• Aim of the task
Copy out word for word the rows below, starting with the row that contains "Can you find the water" and going on through the row that contains "Can you find the stone", both included.

• Exercise inputs
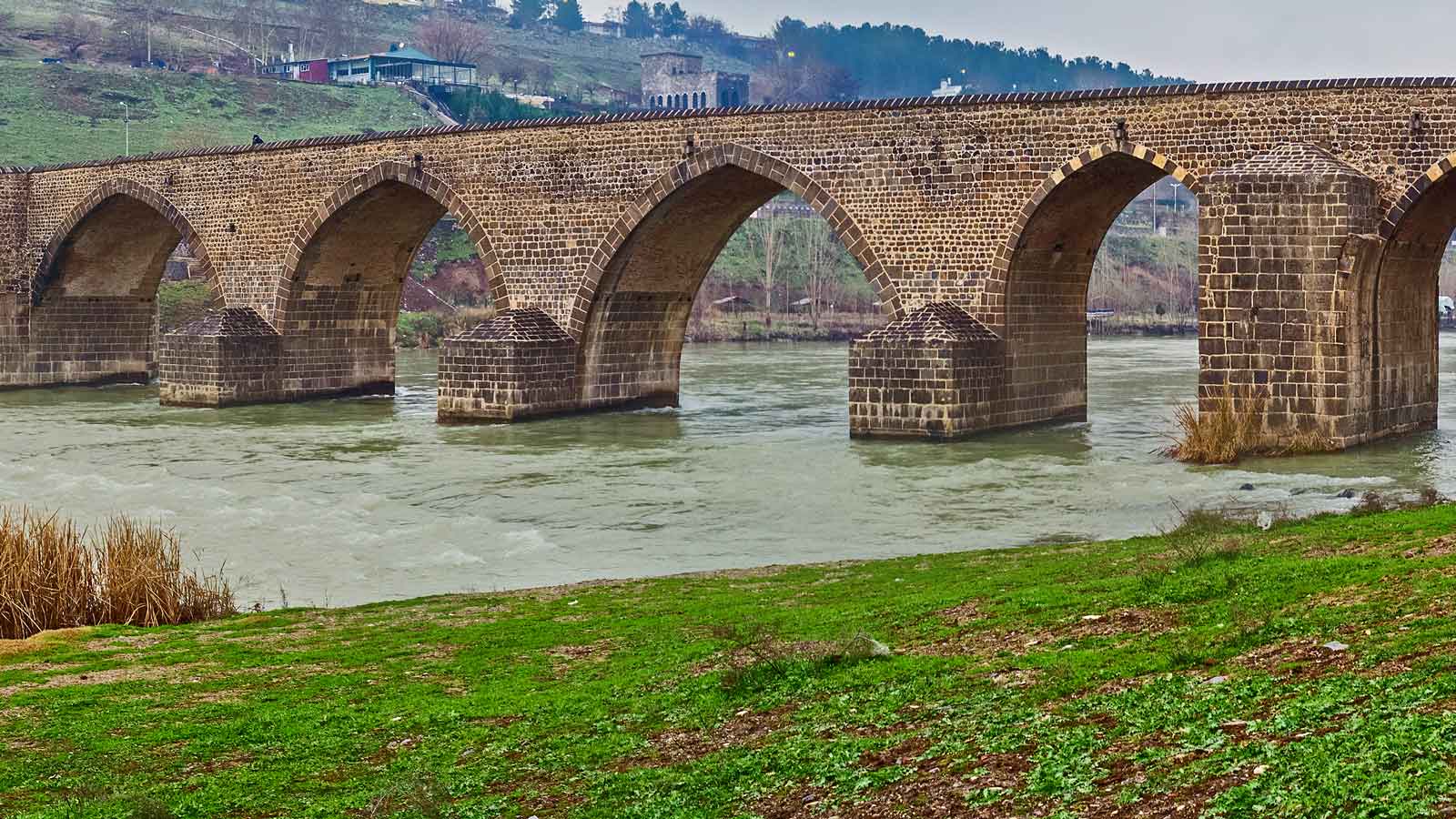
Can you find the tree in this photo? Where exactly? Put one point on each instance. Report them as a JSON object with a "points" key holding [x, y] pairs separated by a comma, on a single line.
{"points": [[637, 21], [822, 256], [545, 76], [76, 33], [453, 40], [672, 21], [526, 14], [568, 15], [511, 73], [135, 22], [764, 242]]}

* * *

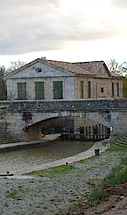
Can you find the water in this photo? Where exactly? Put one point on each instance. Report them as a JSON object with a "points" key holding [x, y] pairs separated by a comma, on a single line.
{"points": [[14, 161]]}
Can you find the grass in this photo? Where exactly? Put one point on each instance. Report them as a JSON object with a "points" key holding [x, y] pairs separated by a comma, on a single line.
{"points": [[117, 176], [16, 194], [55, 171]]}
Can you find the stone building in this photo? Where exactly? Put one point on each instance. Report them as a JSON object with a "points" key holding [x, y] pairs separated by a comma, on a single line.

• Expected answer
Can you find the water in this photo? Where exactly? Put one point on each instance. Report them as a JSON object with a "points" key holding [x, y] pairs separated by a comma, on a single line.
{"points": [[14, 161]]}
Can you find the grass in this photo? Where exactly? Put one point on each instance. Report them as a JSON object with a "points" key holding [x, y] pairs separated by a comma, on a single line.
{"points": [[117, 176], [16, 194], [55, 171]]}
Can you find the stone building in this photo? Where exactly? Put one point on each instance. Report them as a JSON object with a "points" key holding [x, y] pairs separated by a comma, on a single line.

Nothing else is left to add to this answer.